EXCERPT TO READ ->
□ □ □ □ □ □ □

Australian technology news, reviews, and guides to help you
Australian technology news, reviews, and guides to help you

What is an AI PC?

A buzzword you’re going to hear a lot of in 2024 and beyond, AI PCs could make life easier. Or it could just be marketing.

The dawn of the “AI PC” is upon us, as computer sellers spin up the marketing engine with yet another new piece of jargon to confuse, bewilder, and possibly even assist.

Yes, it’s that time again: time to add a new word to your ever-growing tech lexicon. It seems like that happens less often these days, and usually occurs by the adding of a number, such as how WiFi 6E will transition into WiFi 7, or with Thunderbolt 4 eventually making way for Thunderbolt 5.

AI PC is a little bit different. One part marketing and one part actual technology, it’s a sign of things to come that you’re going to see in ads and promises for how using a computer will evolve, and how it could make life easier. Maybe.

AI in hardware

The crux of what makes an “AI PC” isn’t the software, but rather on the hardware side of things, and strange as it is, you might already have it.

For instance, if you have a recent Mac from the Apple M1 MacBook Air onwards, you kind of already have an “AI PC”. Apple doesn’t call it that specifically, but Apple’s Silicon uses Neural Cores meant for AI processing, so it also technically is.

A Mac isn’t a PC, but it can run PC software with the right setup, so in a way, if you own a recent Mac, you kind of already have an AI PC, only it won’t be called one.

Apple Silicon includes neural cores.

In the Windows world, AI integrated hardware is very new by comparison. So new, in fact, that the first chips with AI started coming out in 2023. AMD had them first in Ryzen 7xxx models, and then a new generation popped out in the 8xxx series. Finally, Intel offered up its Intel Core Ultra chips, which have Neural Cores for AI, as well.

That takes care of the hardware, and should mean that any new laptop purchased with new processors from mid-2024 onwards will support artificial intelligence on the hardware level.

There’s your AI PC. So what’s it good for?

AMD’s recent Ryzen silicon includes neural cores, as well.

AI in software

Weirdly, we don’t actually have much of a clue about the real world uses of an AI PC. We have a lot ideas and a lot of theory, but little of it means anything right now.

The idea, however, is that you’ll be able to use the Neural Cores of the AI part of a computer chip so any AI processes can be handled locally, rather than sent to the cloud.

As it is exists now, if you want to make use of artificial intelligence, you’re typically using server technology in the cloud to do so.

For instance, if you talk to Windows 11 Copilot, you’re sending those instructions to the cloud using your broadband connection and then your computer follows the answers it receives. It not super handy if you’re sending it something you deem as confidential, because your information is going elsewhere.

In an AI PC, that may change. Rather than needing to send your instructions to the cloud, you can run them locally on your machine, meaning they’ll work without an internet connection, such as when you’re mid-flight.

The problem is what that actually means and what it’s good for, and right now, we just don’t know.

□ □ □ □ □ □ □

TRY IT -> Please copy the AI PC article word for word, from "In the Windows" up to and including "anything right now.".

□ □ □ □ □ □ □

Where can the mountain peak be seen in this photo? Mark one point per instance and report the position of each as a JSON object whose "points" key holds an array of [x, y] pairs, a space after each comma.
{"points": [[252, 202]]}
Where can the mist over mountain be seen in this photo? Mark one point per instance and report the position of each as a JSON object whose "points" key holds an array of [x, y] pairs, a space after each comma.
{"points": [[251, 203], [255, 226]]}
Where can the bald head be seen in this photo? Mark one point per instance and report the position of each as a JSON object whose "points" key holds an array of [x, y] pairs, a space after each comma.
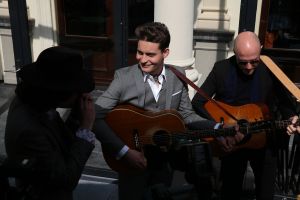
{"points": [[245, 43], [247, 51]]}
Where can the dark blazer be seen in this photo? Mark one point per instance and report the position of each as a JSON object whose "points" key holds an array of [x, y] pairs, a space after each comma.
{"points": [[225, 83], [128, 87], [58, 156]]}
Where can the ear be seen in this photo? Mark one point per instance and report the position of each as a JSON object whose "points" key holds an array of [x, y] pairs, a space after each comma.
{"points": [[166, 52]]}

□ □ □ □ □ □ □

RESPONSE ->
In the Windows world, AI integrated hardware is very new by comparison. So new, in fact, that the first chips with AI started coming out in 2023. AMD had them first in Ryzen 7xxx models, and then a new generation popped out in the 8xxx series. Finally, Intel offered up its Intel Core Ultra chips, which have Neural Cores for AI, as well.

That takes care of the hardware, and should mean that any new laptop purchased with new processors from mid-2024 onwards will support artificial intelligence on the hardware level.

There’s your AI PC. So what’s it good for?

AMD’s recent Ryzen silicon includes neural cores, as well.

AI in software

Weirdly, we don’t actually have much of a clue about the real world uses of an AI PC. We have a lot ideas and a lot of theory, but little of it means anything right now.